Despite the flurry of action and relentless pressure by the Blues late into the game, reminiscent of the ending of the previous game against the Hurricanes, the puck managed to stay outside the Oilers net. Connor McDavid put the nail in the coffin at 19:22, turning on the engines that power his legs and netting the empty netter for his fourth goal of the season. Oilers escape with a 3-1 win. Hooray!

The Good

  • Milan Lucic had a breakout game, potting the game winner and looking particularly dangerous in the third period, showing some soft hands and deft puckhandling to create chances out of seemingly nothing. It seems he and the puck finally worked out their differences, and hopefully this leads to some more conversions on those juicy cross-ice passes in the future.

- - - - - - -

● **Aim of the exercise**:
According to the game recap, when did Connor McDavid score the empty-net goal?

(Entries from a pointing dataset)
- - - - - - -

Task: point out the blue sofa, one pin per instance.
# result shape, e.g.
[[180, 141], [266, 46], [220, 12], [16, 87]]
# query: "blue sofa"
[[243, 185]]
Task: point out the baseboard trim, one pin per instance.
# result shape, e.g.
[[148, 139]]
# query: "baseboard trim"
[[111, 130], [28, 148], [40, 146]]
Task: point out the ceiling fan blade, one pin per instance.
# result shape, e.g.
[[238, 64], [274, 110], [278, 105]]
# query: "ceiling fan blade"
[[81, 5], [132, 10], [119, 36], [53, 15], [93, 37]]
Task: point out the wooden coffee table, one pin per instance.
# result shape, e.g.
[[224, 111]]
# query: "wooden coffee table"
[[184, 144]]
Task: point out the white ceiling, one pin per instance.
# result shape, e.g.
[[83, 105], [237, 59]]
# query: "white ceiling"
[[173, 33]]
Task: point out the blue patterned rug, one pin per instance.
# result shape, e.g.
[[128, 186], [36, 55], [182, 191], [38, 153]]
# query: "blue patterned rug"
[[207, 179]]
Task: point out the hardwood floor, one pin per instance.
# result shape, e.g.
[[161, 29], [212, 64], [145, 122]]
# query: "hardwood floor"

- - - - - - -

● **Response**:
At 19:22.